* Start Text excerpt *

I totally agree. I have thoroughly educated everyone who is receiving a li-ion with their light. Especially because these microstreams were not designed for 10440's. It is the setup I used to carry and everyone kept asking for it, so santa is coming through for them this Christmas : )


Sent from my iPhone using Candlepowerforums


----------



## nhatduongchi (Dec 16, 2014)

I bought a bunch of SK68 clones for nieces and nephews


----------



## UnderPar (Dec 17, 2014)

I gave our supervisors Quarks QT2L-X, QP2L-X, Maelstorm MMU-X3, EagleTac D25LC2, D25A and Nitecore EA41 2015 Edition. They were all surprised and amazed upon testing the lights!


----------



## dragonhaertt (Dec 17, 2014)

Tank 007 E-09, probably best aaa keychain light out there for it's value, and a great gift for the non-flashaholics out there,


----------



## Timothybil (Dec 17, 2014)

If I was going to give lights, it would probably be the Nitecore Tube, since the recipients would be my teen and younger niece and nephews. But my sister says they have a bunch of lights already, so am finding something else to give.


----------



## torchsarecool (Dec 18, 2014)

Nitecore tubes. Cos theyre cheap and so am I


----------



## ChibiM (Dec 20, 2014)

No lights at all.. but if I were doing it, I would probably give a keychain light, or something that runs on a CR123 for in the car (emergency light). 
and otherwise something thats running on AA batteries (and would tell them not to use alkaline batteries!!!!)


----------



## radiopej (Dec 20, 2014)

Yeah, Olight i3S is perfect for this. They can readily get cheap batteries and it'll do everything they need. 80 lumens is also insanely bright for people who aren't used to stupidly bright torches.


----------



## Berneck1 (Dec 21, 2014)

radiopej said:


> Yeah, Olight i3S is perfect for this. They can readily get cheap batteries and it'll do everything they need. 80 lumens is also insanely bright for people who aren't used to stupidly bright torches.



Agreed. Most typical household flashlights do not put out more than 50 lumens or so. I'm starting to see more pop up that claim to be over 100, but probably not accurate. The i3s puts out just enough for most, if not all, household tasks.


Sent from my iPad using Candlepowerforums


----------



## dgbrookman (Dec 21, 2014)

Used to be the Thrunite Ti2, now it would be the Tank007 E09.

* End Text excerpt *
* Start Data excerpts *

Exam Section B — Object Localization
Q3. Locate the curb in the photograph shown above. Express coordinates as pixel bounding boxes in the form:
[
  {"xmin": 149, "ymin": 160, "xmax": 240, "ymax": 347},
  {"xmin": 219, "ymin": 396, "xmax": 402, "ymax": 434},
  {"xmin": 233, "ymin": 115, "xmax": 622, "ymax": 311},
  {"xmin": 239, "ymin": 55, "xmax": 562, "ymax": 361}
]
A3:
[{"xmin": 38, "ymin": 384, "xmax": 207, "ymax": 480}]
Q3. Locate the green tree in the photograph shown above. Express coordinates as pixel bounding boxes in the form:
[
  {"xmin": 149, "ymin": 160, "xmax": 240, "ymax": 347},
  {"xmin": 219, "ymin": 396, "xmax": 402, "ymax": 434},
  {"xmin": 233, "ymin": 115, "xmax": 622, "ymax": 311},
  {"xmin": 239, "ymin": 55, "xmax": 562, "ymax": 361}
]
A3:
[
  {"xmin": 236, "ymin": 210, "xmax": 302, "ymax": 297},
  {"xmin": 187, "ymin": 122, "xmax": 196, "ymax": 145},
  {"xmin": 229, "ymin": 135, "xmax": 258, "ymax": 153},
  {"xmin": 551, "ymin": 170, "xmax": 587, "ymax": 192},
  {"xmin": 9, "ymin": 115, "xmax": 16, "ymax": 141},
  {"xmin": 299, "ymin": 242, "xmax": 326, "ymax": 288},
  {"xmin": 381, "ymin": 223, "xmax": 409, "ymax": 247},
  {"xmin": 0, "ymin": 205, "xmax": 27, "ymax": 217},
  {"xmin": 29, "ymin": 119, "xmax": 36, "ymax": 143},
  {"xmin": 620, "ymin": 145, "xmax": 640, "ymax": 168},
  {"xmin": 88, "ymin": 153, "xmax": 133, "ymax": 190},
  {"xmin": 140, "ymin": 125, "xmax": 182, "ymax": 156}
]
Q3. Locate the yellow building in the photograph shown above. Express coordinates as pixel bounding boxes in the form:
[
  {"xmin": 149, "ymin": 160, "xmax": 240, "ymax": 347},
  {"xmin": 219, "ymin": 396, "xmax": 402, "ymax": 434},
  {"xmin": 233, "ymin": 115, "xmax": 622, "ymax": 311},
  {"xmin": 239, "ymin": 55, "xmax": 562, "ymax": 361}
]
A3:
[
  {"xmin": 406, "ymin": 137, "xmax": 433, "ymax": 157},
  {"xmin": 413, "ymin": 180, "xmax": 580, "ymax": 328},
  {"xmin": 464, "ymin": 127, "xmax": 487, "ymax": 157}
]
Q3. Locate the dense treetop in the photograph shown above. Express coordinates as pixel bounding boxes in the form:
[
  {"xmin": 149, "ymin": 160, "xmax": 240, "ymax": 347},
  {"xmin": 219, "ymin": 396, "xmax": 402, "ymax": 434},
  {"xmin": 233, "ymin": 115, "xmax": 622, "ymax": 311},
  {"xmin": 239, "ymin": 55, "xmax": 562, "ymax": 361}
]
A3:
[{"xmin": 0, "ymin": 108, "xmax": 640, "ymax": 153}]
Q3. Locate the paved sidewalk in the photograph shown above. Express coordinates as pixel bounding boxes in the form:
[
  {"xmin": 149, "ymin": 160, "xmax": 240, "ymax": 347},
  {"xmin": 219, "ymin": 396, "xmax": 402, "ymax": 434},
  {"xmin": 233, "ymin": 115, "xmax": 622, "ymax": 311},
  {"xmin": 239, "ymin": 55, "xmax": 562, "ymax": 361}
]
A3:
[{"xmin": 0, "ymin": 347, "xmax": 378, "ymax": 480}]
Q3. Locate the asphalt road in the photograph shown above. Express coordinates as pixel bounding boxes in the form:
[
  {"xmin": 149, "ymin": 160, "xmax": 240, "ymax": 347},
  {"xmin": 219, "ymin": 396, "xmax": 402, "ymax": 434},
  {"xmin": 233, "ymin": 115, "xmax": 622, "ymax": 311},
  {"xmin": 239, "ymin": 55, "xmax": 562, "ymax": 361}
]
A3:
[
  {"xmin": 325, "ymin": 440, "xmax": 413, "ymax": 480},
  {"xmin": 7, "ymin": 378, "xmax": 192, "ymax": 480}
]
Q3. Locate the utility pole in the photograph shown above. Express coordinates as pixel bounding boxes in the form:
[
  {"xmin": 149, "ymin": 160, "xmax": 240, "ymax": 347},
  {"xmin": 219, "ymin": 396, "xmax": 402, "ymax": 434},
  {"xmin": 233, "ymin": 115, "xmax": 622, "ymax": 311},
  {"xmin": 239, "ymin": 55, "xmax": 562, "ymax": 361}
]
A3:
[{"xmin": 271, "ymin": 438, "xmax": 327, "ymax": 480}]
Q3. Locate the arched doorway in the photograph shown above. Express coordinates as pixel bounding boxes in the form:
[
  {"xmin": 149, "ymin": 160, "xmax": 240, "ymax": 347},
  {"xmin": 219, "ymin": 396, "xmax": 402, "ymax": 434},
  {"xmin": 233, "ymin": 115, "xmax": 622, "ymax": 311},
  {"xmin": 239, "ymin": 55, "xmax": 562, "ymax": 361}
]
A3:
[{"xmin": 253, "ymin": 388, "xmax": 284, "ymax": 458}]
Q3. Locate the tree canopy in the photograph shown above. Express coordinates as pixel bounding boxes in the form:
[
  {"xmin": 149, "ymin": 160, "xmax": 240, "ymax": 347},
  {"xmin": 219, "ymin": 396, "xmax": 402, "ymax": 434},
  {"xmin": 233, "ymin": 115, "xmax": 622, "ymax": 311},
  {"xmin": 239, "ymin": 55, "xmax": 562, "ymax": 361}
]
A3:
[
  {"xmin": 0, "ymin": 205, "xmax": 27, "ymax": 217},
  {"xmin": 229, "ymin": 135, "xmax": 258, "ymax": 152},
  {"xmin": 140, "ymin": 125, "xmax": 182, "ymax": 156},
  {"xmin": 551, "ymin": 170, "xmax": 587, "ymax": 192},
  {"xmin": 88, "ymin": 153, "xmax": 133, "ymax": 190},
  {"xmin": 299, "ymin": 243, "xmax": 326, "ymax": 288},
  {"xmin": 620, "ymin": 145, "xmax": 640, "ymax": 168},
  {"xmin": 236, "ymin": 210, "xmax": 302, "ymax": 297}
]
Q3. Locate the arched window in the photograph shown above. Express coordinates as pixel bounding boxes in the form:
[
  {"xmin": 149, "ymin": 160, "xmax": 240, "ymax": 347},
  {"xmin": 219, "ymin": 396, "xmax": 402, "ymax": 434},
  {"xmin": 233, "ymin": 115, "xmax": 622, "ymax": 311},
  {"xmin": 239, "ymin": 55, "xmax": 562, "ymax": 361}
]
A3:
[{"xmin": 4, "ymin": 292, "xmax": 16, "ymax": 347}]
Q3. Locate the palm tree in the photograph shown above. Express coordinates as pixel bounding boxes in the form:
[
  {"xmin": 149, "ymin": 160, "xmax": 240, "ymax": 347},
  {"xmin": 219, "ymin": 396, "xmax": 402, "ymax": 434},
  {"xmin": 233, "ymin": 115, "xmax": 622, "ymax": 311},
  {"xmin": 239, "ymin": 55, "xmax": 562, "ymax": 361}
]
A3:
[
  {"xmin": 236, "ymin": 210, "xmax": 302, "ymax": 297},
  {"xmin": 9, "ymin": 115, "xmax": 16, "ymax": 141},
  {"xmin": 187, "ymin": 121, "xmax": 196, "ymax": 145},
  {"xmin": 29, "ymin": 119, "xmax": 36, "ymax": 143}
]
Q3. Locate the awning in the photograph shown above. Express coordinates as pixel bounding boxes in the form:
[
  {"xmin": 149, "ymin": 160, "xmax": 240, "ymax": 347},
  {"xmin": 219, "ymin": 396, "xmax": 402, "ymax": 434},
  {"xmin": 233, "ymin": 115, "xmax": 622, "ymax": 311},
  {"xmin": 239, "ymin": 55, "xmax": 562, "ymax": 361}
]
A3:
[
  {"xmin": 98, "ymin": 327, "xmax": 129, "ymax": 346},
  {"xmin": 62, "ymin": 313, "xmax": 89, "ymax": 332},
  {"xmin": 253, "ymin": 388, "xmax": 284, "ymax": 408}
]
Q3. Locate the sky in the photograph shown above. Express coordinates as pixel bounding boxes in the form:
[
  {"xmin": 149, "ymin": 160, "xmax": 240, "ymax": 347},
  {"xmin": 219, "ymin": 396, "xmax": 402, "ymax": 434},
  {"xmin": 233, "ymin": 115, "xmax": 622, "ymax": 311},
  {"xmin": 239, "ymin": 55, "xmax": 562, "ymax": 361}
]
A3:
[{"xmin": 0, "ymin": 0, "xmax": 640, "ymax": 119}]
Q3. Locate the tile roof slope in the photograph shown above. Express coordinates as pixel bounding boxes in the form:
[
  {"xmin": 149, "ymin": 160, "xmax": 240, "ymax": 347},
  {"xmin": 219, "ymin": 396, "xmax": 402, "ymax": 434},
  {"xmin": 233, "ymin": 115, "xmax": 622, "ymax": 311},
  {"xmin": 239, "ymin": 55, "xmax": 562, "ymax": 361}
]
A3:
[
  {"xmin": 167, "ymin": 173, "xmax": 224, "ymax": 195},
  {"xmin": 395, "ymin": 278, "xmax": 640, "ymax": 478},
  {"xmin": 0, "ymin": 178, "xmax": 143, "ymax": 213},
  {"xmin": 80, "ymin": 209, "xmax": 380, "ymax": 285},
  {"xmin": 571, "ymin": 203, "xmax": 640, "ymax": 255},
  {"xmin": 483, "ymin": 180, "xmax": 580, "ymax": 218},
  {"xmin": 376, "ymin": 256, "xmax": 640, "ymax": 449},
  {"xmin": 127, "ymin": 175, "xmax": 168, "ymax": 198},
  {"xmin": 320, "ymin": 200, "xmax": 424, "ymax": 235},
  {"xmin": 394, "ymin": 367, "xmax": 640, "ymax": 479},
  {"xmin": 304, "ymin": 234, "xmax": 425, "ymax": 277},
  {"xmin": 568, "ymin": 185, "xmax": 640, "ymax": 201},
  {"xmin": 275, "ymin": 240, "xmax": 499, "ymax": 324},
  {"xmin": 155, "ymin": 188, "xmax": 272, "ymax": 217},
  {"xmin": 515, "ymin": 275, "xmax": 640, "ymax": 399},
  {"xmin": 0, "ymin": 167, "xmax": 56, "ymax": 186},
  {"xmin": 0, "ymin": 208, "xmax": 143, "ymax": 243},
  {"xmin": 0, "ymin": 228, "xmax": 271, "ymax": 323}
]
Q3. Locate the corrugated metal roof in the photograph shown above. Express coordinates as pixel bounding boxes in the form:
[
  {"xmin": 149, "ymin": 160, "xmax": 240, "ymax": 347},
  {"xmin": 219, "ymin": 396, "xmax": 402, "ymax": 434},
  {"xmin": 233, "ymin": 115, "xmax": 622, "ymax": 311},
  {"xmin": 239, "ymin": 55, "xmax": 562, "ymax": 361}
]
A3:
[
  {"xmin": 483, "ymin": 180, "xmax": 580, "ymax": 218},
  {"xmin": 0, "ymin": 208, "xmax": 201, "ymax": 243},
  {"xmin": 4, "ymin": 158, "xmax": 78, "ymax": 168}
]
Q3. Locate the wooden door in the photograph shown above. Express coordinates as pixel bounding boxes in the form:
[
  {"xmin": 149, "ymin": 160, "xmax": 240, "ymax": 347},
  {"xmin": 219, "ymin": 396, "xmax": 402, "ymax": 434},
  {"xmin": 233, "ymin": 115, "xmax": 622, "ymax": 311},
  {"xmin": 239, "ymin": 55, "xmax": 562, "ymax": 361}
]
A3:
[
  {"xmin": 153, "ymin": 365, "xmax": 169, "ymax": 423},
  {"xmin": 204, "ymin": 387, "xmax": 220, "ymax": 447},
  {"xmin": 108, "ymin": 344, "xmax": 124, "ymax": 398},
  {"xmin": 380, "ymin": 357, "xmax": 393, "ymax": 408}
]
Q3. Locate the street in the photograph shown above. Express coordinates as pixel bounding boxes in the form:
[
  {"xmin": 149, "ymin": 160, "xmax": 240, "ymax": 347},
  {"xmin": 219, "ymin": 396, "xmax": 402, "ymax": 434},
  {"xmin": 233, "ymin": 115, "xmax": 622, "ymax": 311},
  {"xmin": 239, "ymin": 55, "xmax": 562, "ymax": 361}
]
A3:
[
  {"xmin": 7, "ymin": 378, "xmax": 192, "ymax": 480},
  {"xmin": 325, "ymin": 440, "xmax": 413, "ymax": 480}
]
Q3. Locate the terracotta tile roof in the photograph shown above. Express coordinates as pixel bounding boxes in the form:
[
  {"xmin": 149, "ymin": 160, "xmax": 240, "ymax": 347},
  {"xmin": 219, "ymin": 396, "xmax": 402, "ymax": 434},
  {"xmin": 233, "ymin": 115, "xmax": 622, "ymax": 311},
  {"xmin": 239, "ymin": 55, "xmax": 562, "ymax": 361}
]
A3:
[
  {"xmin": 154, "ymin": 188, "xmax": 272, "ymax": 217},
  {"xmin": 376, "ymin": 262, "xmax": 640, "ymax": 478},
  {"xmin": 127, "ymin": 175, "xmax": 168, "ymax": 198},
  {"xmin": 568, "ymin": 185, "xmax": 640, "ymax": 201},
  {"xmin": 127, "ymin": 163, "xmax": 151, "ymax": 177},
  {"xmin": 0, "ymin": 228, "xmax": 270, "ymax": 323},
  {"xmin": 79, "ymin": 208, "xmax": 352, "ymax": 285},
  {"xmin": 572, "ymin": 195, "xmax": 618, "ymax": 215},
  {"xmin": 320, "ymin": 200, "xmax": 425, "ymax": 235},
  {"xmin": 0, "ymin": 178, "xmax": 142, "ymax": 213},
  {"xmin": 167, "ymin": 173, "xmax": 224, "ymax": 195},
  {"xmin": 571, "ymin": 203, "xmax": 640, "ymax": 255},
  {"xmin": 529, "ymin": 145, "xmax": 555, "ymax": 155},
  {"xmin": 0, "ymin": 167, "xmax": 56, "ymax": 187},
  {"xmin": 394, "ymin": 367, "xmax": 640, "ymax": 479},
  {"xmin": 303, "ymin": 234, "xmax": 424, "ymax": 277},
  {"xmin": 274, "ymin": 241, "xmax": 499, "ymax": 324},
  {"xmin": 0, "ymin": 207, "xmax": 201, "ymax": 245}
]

* End Data excerpts *

(What to do)
- A) In the flashlight gift thread, what reasons does radiopej give for calling the Olight i3S perfect as a gift? Answer in one to three sentences.
- B) Answer these questions from the flashlight gift thread:
(i) What did nhatduongchi buy for nieces and nephews?
(ii) According to Berneck1, how much light do most typical household flashlights put out?
(iii) Which light does dgbrookman say used to be his choice?
- C) Carry on the flashlight gift thread from the point where it stops.

(Replies)
- A) Radiopej says the recipients can readily get cheap batteries for it and that it will do everything they need. He adds that its 80 lumens is insanely bright for people who aren't used to stupidly bright torches.

- B)
(i) A bunch of SK68 clones.
(ii) Not more than 50 lumens or so.
(iii) The Thrunite Ti2.

- C)
The new Ti3 is an option but the mere thought of a light with a strobe passing through my mailbox gives me the willies.


----------



## MBentz (Dec 21, 2014)

Picked up some Nitecore Tubes as stocking stuffers today.


----------



## funkflex (Dec 21, 2014)

SC52d for my brother. Will run on alkys for him and still be a great light.


----------



## Pookles (Dec 22, 2014)

Olight I3s here, too. Awesome little keychain device with "non-flashaholic" - compatible interface and easily obtainable power source.
The other light I'm giving is the Thrunite T10 (aluminum Version) - got it for around 20€ on Amazon. That's a good price for a lot of light (about 200 lumens) in a rugged edc-able package. It uses AAs and has a pretty simple interface so it won't scare my cousin who doesn't have a lot experience with more sophisticated lights yet.


----------



## Fireclaw18 (Dec 23, 2014)

I'm gifting a Coast HP1. Nicely built light, not too expensive, and simple to operate for the non-flashaholic.


----------



## Folsom Blues (Dec 23, 2014)

Fenix E05 R2. They are small, inexpensive, and simple. Perfect for non-flashlight addicts...


----------



## Jaegerbomb (Dec 23, 2014)

Giving a Tank007 TK360 to my wife (engraved) and one for myself also... as our in car lights (in handbag for her) and I made a paracord chain with glow in the dark tip for each also...
Also getting a Spark SF3-NW as my new EDC from my wife (she doesn't know that's what she got me yet haha)


----------



## Big Al W (Dec 23, 2014)

Fenix E41 for my father in law


Sent from my iPhone using Candlepowerforums


----------



## jkingrph (Dec 23, 2014)

My wife likes tiny flashlights so I got her one of the Fenix E99Ti models, engraved.


----------



## ChibiM (Dec 27, 2014)

So now the question is: how did people respond to the lights they received?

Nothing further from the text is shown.